Task item. Copy word for word the part of the raisin article starting at "In a study funded" and ending at "as tooth enamel.".
::: Text
Raisins may combat cavity-causing bacteria

From Atlanta, at a meeting of the American Society for Microbiology

For decades, many dentists and oral-health researchers advised against eating raisins because they suspected that such sticky, sweet foods were contributing to cavity formation and gum disease. However, scientists have now found that several chemical compounds in raisins actually fight bacteria that cause these problems.

According to Christine Wu of the University of Illinois in Chicago, recent research in her lab and elsewhere has suggested that stickiness of a food isn’t necessarily an indicator of its effects on oral health. With that in mind, Wu and her coworkers asked whether raisins might actually be good for teeth. Says Wu: “We wondered, Are there any chemicals in raisins that might affect the growth of plaque bacteria?” Plaque bacteria live on teeth and produce acids that eat into tooth enamel.

In a study funded by the California Raisin Marketing Board, Wu’s team found that extracts from raisins could slow the growth in a laboratory of Streptococcus mutans, the main bacterial species implicated in tooth decay. Five chemicals in raisins—oleanolic acid, oleanolic aldehyde, betulin, betulinic acid, and 5-(hydroxymethyl)-2-furfural—seem to be responsible for this effect. Moreover, the researchers found that oleanolic acid prevents S. mutans from sticking to surfaces such as tooth enamel.

Because this study examined only bacteria growing in a lab, Wu says that her team’s next step will be to test whether raisins have a similar bacteria-suppressing effect in people’s mouths.
::::::
::: The data
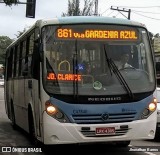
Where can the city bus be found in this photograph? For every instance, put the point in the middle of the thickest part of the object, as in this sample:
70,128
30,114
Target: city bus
62,85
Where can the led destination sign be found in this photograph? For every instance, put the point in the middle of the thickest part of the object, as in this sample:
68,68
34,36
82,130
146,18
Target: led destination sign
69,33
64,77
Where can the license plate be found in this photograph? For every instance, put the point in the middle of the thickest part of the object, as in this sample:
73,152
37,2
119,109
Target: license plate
105,131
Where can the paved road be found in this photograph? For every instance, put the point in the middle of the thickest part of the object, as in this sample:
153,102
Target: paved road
19,139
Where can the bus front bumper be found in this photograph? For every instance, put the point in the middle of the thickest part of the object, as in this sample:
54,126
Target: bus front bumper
68,133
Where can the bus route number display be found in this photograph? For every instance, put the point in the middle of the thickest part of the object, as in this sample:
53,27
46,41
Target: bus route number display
97,34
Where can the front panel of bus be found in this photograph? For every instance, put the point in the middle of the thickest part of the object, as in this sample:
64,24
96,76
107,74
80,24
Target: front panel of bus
89,97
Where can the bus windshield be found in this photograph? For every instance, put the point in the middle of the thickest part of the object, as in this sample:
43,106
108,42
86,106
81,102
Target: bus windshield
77,60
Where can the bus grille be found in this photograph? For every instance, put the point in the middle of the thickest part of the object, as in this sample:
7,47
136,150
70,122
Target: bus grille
97,118
118,132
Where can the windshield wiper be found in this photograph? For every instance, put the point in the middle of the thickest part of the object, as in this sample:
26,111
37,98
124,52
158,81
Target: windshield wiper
114,68
75,71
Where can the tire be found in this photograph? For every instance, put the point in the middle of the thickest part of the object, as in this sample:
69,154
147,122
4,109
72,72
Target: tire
13,121
32,133
157,135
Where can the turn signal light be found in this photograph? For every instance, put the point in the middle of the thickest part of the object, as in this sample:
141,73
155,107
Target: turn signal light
153,105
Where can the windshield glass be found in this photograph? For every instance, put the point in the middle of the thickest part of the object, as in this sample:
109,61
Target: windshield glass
76,60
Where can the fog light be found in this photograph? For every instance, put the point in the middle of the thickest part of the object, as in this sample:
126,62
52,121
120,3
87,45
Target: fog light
59,115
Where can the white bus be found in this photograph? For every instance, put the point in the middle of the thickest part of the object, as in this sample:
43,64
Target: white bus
62,85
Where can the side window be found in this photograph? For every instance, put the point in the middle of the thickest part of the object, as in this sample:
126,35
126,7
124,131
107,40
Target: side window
14,61
9,63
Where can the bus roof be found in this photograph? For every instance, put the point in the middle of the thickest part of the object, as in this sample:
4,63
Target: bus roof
90,19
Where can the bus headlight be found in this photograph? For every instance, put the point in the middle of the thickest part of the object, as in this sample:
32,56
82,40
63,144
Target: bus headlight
54,112
51,110
150,109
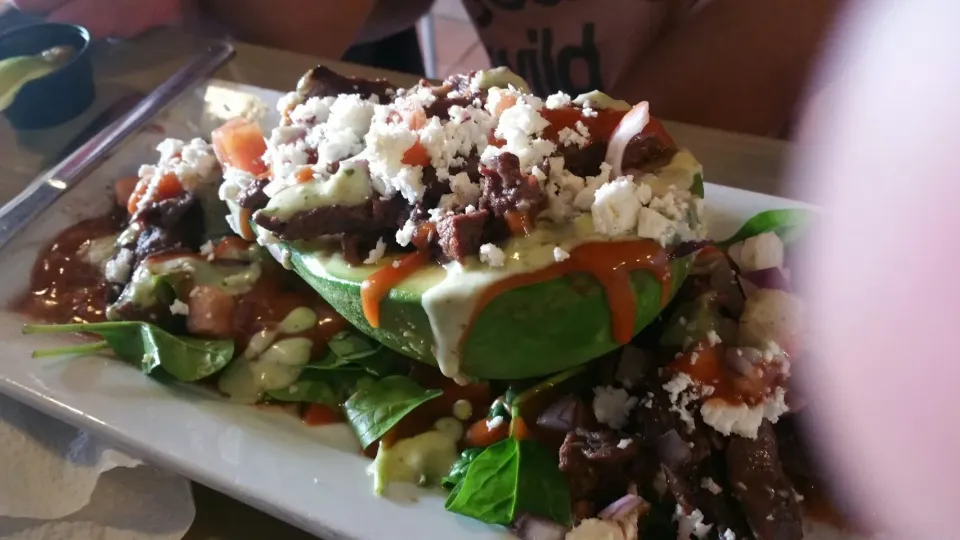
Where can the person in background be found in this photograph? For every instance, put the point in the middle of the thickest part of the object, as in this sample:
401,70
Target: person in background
739,65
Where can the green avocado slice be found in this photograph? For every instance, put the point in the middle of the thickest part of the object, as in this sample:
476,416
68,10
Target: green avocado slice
525,332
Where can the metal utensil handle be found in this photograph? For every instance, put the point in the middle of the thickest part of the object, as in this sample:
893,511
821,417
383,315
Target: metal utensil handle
47,188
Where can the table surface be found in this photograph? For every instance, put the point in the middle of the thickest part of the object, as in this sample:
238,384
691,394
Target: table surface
136,67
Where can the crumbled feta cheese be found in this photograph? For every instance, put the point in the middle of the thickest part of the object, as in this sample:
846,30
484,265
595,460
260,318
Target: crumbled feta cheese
558,101
491,255
615,207
652,225
708,484
690,524
376,253
118,268
179,308
758,252
741,419
612,405
406,233
462,410
596,529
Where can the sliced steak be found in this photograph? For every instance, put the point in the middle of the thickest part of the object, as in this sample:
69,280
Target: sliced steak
323,82
595,467
461,235
167,213
764,491
646,153
584,161
252,196
506,188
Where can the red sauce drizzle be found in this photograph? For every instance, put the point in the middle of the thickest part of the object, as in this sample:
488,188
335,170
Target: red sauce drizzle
609,262
63,287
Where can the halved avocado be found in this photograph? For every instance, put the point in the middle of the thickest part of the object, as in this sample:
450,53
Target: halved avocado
525,332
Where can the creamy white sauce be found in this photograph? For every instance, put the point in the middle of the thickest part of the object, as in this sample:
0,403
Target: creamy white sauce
598,100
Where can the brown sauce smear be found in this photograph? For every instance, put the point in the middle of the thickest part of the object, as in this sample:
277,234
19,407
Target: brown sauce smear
63,287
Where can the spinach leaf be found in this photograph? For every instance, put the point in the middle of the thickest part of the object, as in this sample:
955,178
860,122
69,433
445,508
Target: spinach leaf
374,409
329,387
147,346
459,469
788,224
352,350
510,478
697,188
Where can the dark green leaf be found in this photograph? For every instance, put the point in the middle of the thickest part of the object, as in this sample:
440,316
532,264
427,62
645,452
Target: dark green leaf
788,224
459,469
149,347
510,478
697,188
329,387
373,410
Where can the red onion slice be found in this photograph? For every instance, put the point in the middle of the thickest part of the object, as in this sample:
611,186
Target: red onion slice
631,124
531,527
622,507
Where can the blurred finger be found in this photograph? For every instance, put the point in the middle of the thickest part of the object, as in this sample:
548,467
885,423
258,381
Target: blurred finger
37,6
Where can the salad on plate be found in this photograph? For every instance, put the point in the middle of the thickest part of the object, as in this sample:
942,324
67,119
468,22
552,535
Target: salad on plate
510,298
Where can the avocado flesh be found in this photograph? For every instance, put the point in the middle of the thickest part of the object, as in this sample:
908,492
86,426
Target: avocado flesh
525,332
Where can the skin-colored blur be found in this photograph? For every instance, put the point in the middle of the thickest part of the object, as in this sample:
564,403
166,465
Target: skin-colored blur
880,150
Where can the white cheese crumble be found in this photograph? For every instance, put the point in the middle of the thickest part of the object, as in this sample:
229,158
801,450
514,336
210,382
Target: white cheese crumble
690,524
492,255
741,419
118,268
615,207
376,253
179,308
612,405
559,100
708,484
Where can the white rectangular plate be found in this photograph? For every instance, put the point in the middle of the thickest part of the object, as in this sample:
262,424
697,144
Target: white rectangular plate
313,478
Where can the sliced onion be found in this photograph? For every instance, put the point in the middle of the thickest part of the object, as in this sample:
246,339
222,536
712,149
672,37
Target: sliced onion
622,507
768,278
631,124
531,527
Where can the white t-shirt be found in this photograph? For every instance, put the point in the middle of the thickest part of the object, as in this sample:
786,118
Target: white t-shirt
572,45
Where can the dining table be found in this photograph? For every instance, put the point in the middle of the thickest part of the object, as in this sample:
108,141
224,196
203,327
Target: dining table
127,70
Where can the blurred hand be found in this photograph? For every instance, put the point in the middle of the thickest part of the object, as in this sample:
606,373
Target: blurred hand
107,18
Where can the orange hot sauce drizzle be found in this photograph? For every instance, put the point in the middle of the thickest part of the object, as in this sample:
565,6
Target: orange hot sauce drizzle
378,285
609,262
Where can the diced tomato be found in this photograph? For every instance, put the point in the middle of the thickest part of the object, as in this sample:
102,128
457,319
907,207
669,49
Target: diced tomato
239,143
316,414
654,127
481,435
416,155
124,189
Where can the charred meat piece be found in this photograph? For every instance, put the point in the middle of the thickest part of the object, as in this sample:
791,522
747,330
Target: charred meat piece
505,188
647,153
461,235
252,196
764,491
595,466
167,213
323,82
584,161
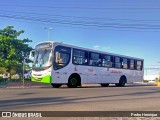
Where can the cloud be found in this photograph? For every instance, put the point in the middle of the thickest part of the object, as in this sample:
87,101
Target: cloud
96,46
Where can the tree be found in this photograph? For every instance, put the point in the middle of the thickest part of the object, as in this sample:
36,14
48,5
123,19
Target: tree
12,48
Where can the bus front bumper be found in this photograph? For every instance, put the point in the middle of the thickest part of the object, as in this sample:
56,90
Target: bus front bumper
44,79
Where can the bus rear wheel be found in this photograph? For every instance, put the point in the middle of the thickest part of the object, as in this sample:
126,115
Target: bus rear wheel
104,85
56,85
122,82
73,81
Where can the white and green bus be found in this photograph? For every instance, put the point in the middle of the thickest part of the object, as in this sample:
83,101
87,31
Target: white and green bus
62,64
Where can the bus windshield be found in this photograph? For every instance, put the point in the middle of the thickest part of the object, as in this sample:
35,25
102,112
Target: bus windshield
42,58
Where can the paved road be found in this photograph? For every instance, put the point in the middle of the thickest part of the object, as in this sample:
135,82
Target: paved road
90,98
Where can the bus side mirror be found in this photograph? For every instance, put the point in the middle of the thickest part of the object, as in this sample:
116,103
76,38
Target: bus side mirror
32,55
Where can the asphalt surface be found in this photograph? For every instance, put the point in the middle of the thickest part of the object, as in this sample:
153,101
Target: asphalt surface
87,98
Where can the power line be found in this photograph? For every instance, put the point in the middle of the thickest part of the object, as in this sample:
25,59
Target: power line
78,17
88,24
83,8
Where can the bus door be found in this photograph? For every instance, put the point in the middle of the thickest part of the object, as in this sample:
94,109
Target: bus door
62,57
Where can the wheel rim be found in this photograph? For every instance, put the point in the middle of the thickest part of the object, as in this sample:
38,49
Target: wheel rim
73,81
122,81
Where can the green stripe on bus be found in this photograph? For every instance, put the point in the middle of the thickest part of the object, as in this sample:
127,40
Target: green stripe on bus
45,79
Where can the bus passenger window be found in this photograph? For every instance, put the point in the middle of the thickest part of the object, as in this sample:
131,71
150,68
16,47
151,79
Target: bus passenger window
95,59
106,61
80,57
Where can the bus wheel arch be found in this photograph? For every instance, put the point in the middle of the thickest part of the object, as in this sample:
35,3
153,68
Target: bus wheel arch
56,85
122,81
74,80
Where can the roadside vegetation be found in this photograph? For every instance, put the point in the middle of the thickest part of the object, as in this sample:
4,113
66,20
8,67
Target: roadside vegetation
14,52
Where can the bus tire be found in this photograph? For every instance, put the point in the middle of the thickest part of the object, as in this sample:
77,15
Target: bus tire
56,85
122,81
73,81
104,85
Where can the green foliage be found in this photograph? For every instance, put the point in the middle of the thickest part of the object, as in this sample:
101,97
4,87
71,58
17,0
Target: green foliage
13,49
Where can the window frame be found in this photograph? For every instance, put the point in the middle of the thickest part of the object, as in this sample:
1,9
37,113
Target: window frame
86,52
59,49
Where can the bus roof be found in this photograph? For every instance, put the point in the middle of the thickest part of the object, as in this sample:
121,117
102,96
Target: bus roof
92,50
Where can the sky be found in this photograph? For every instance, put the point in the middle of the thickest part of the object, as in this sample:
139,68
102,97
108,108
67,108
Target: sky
124,27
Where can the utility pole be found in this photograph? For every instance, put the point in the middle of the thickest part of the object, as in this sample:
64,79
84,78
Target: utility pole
23,67
49,29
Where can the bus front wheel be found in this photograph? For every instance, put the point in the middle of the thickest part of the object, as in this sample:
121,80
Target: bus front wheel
122,82
56,85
::::::
Answer box.
In a study funded by the California Raisin Marketing Board, Wu’s team found that extracts from raisins could slow the growth in a laboratory of Streptococcus mutans, the main bacterial species implicated in tooth decay. Five chemicals in raisins—oleanolic acid, oleanolic aldehyde, betulin, betulinic acid, and 5-(hydroxymethyl)-2-furfural—seem to be responsible for this effect. Moreover, the researchers found that oleanolic acid prevents S. mutans from sticking to surfaces such as tooth enamel.